Supplied entries ▸
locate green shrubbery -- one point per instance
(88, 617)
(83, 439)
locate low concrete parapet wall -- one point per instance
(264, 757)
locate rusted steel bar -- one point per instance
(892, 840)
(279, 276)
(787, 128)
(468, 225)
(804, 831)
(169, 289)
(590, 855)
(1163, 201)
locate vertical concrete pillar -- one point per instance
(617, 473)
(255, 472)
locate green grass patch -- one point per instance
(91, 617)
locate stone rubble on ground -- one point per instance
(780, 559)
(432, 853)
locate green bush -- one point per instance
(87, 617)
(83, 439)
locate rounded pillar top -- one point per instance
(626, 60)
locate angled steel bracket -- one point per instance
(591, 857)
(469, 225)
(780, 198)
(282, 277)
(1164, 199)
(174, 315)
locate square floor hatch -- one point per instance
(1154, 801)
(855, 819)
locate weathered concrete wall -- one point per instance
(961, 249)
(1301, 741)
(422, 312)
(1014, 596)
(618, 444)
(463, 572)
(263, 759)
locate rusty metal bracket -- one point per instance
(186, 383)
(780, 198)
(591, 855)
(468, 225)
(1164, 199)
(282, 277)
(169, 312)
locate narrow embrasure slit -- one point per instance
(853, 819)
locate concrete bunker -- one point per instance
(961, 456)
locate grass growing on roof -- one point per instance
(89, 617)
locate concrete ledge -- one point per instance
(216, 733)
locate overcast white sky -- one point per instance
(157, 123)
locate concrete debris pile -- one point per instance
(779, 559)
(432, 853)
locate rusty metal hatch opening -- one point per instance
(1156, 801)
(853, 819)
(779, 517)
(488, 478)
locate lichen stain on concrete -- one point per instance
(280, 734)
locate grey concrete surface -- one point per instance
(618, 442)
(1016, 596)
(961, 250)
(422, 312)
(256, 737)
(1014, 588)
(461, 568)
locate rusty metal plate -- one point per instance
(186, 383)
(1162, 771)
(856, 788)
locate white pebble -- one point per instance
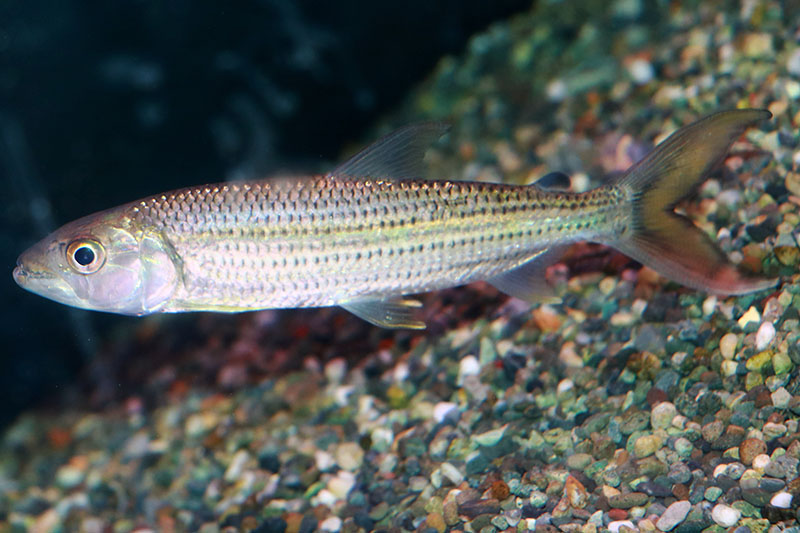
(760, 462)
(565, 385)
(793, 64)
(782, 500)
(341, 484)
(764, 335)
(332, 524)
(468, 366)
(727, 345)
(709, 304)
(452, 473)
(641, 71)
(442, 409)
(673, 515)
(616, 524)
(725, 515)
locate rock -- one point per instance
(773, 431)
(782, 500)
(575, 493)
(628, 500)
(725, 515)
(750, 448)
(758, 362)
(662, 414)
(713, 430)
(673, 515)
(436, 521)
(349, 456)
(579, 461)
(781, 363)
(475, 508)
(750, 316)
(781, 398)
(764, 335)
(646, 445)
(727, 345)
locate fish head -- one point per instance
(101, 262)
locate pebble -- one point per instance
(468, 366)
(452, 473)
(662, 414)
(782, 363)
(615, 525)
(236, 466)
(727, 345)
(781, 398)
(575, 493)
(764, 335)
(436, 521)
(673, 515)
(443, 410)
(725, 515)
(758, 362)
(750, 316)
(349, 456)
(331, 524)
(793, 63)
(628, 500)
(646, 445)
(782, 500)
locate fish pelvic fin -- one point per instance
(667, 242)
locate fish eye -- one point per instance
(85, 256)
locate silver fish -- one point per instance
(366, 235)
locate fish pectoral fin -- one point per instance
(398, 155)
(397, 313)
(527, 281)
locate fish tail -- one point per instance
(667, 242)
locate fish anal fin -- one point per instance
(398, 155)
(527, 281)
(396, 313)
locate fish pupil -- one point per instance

Problem description ▸
Rewrite every item above, changing "one point per instance" to "a single point for each instance" throughout and keeping everything else the same. Leave the pictures out of your version.

Response to the exercise ▸
locate green shrubbery -- a single point for each instance
(88, 617)
(83, 439)
locate low concrete parapet wall -- a single point for each instance
(264, 757)
locate rusted steel bar -- a single point for each instance
(892, 840)
(279, 276)
(787, 128)
(468, 225)
(804, 831)
(169, 289)
(590, 855)
(1163, 201)
locate vertical concrete pillar -- a single point for each instance
(617, 473)
(255, 472)
locate green grass patch -- a single point for each instance
(91, 617)
locate stone rubble on ground -- a single point for each instance
(780, 559)
(432, 853)
locate green bush -- a single point for each instance
(87, 617)
(83, 439)
locate rounded pillar top -- a single point for each instance
(626, 60)
locate angled steel bracket -- a single point for each instance
(591, 857)
(469, 225)
(780, 198)
(282, 277)
(1164, 199)
(174, 315)
locate square floor hatch -- a single point for each instance
(1154, 801)
(855, 819)
locate weathered concrete wall -- a single point for each instance
(961, 249)
(1301, 741)
(422, 312)
(1014, 596)
(618, 444)
(463, 572)
(263, 759)
locate rusty metal bracket -- a single point for each instance
(186, 383)
(780, 198)
(591, 855)
(468, 225)
(1164, 199)
(282, 277)
(169, 312)
locate narrow embrasure slit -- a single point for each instance
(853, 819)
locate concrete bunker -- a single point for each instance
(961, 456)
locate grass growing on roof -- a single point for each instance
(89, 617)
locate concrete ledge -- a single point for each instance
(216, 733)
locate overcast white sky -- a single point for each instance
(157, 123)
locate concrete debris pile -- a single point for each instance
(779, 559)
(432, 853)
locate rusty metal hatch opening -- a single point for each instance
(1156, 801)
(853, 819)
(779, 517)
(488, 478)
locate lichen stain on concrete -- a single point for each instance
(280, 734)
locate grey concrete surface -- a single point for each instance
(618, 442)
(1016, 596)
(961, 250)
(422, 312)
(256, 737)
(1014, 588)
(461, 568)
locate rusty metal plate -- a single point for each instance
(186, 383)
(1162, 771)
(856, 788)
locate white pebble -- a single point for each instance
(760, 462)
(565, 385)
(793, 64)
(782, 500)
(341, 484)
(764, 335)
(332, 524)
(468, 366)
(727, 345)
(709, 304)
(452, 473)
(641, 71)
(442, 409)
(673, 515)
(616, 524)
(725, 515)
locate rock -- a single point for each instance
(773, 431)
(782, 500)
(575, 493)
(628, 500)
(725, 515)
(750, 448)
(758, 362)
(662, 414)
(713, 430)
(673, 515)
(436, 521)
(349, 456)
(579, 461)
(781, 363)
(475, 508)
(750, 316)
(781, 398)
(764, 335)
(646, 445)
(727, 345)
locate fish head -- a single point for each instance
(101, 262)
locate pebble -- a single point for each instance
(468, 366)
(452, 473)
(662, 414)
(782, 363)
(615, 525)
(236, 466)
(727, 345)
(781, 398)
(575, 493)
(764, 335)
(436, 521)
(673, 515)
(443, 410)
(725, 515)
(758, 362)
(750, 316)
(349, 456)
(331, 524)
(793, 63)
(628, 500)
(646, 445)
(782, 500)
locate fish pelvic fin -- a single point for each instance
(667, 242)
locate fish eye -- a single point for each instance
(85, 256)
locate silver fish -- a single point for each instance
(366, 235)
locate fish pectoral fin -- a single point for each instance
(398, 155)
(397, 313)
(527, 281)
locate fish tail -- a single point for each instance
(667, 242)
locate fish anal fin -- a single point for each instance
(398, 155)
(527, 281)
(396, 313)
locate fish pupil -- a single point for each instance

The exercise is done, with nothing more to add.